— Start PROVIDED TEXT —

# What Colour?



## -IgNiS- (May 29, 2009)

i just made a new character, but i just cant pick a colour!
http://www.furaffinity.net/view/2332221
just say your favourite, thnx


----------



## Jelly (May 29, 2009)

GREEN


----------



## Psi Xen (May 29, 2009)

I guess I would first pick the middle one.  The second rank is the one on the left.  And last is the one on the right.


----------



## CrispSkittlez (May 29, 2009)

I vote for the middle one.


----------



## Meeew (May 29, 2009)

teal@

do itttt


----------



## HoneyPup (May 29, 2009)

orange.


----------



## Randy-Darkshade (May 29, 2009)

pink.


----------



## Ikrit (May 29, 2009)

orange!


----------



## Jack (May 29, 2009)

the purple one. or blue, any shade of blue!


----------



## Human (May 29, 2009)

— End PROVIDED TEXT —

Extend the forum thread about picking a character's color, starting right after its final post header. None of the data is needed for this.

— Start STORED RECORDS —

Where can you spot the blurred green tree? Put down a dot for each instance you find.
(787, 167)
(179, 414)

— End STORED RECORDS —
— Start STORED RECORDS —

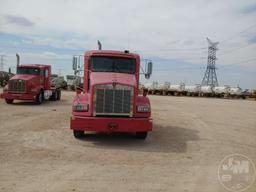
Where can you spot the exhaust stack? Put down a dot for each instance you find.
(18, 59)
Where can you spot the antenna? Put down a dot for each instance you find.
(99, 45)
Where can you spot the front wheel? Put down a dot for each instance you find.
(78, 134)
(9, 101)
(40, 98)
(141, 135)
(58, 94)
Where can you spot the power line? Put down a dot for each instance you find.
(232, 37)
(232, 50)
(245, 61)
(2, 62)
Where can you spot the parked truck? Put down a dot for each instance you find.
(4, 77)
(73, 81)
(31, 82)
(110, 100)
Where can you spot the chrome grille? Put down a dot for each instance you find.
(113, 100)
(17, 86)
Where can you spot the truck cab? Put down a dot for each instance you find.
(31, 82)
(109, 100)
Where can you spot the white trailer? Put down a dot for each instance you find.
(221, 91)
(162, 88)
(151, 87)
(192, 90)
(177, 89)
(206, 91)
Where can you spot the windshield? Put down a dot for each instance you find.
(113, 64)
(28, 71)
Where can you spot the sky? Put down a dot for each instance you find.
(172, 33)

— End STORED RECORDS —

_TASK RESULT_
Orange


----------



## Gavrill (May 29, 2009)

Biased answer: green


----------



## MetroidBob (May 29, 2009)

I'm partial to both the orange and green, myself.


----------



## Erewolf (May 29, 2009)

Another biased answer: Orange


----------



## Arcadium (May 29, 2009)

Should be a Poll, but that's another thing.

The furfag inside me says green, or orange. More orange though, since i don't see that all too often.


----------



## -IgNiS- (May 29, 2009)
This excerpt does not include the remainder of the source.